====== Selected excerpt
A new Surrey campaign that uses power consumption rates to uncover
grow ops has located 30 so far.

Fire chief Len Garis said all of the suspected residences visited by
a team of Surrey fire and municipal inspectors (with Surrey RCMP
support) during the first weeks of the new campaign turned out to
have evidence of grow op activity and often unsafe wiring.

"We found two outside electrical meters that were absolutely fried,"
Garis said.

The first team started work in mid-January.

Garis said a second team of inspectors has been finishing its
training and will begin work next week, boosting the number of inspections.

"We hope to average 100 a month."

The fire department believes there are at least 1,100 Surrey
residences that could conceal grow ops because they have unusual or
excessive consumption patterns.

Under the Electrical Fire Safety Initiative (EFSI), fire crews with
municipal electrical inspectors issue inspection notices on homes
suspected of having grow operations.
============
Problem A: In the article on Surrey's grow op inspections, turn the paragraph beginning "Fire chief Len Garis said" into a short bulleted list that keeps its main facts.
Problem B: Carry the article on Surrey's grow op inspections on past its final sentence for another paragraph or two.
The material that comes next has nothing to do with this text.
====== Information provided
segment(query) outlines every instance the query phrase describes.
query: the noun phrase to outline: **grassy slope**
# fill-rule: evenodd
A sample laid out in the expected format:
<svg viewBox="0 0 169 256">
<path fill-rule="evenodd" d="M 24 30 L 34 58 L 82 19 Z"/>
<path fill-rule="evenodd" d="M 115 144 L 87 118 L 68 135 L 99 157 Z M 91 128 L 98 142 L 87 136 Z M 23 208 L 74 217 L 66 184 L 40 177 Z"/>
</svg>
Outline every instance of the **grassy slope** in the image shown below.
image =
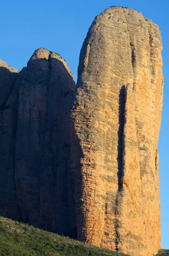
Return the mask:
<svg viewBox="0 0 169 256">
<path fill-rule="evenodd" d="M 167 250 L 161 250 L 158 255 L 169 256 L 169 252 Z M 6 255 L 126 256 L 0 217 L 0 256 Z"/>
</svg>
============
Output A:
- Fire chief Len Garis gave the update.
- A team of Surrey fire and municipal inspectors, supported by Surrey RCMP, visited suspected residences during the campaign's first weeks.
- Every residence visited showed evidence of grow op activity.
- Unsafe wiring was often found as well.

Output B:
If the homeowner doesn't allow an inspection within 48 hours, the
power is cut off.

A recently enacted law gives municipalities the power to demand
electrical consumption records from "an electricity distributor" such
as B.C. Hydro.

Homes with unusual electrical consumption records are given written
notice that an inspection will be carried out and owners or renters
are required by the law to allow a safety inspection of the premises.

A pilot program in Surrey that ran between March and June of 2005,
using a small five-person team of two officers, two firefighters and
an electrical inspector, uncovered 119 grow ops in 90 days.

That worked out to 94 per cent of the 126 houses with unusual or
excessive power consumption records looked at by the EFSI team.

Each case was processed in about four hours, including all the
research reports and site visits.

According to RCMP estimates, there are 20,000 grow ops in B.C. which
generate $7 billion in illegal revenues.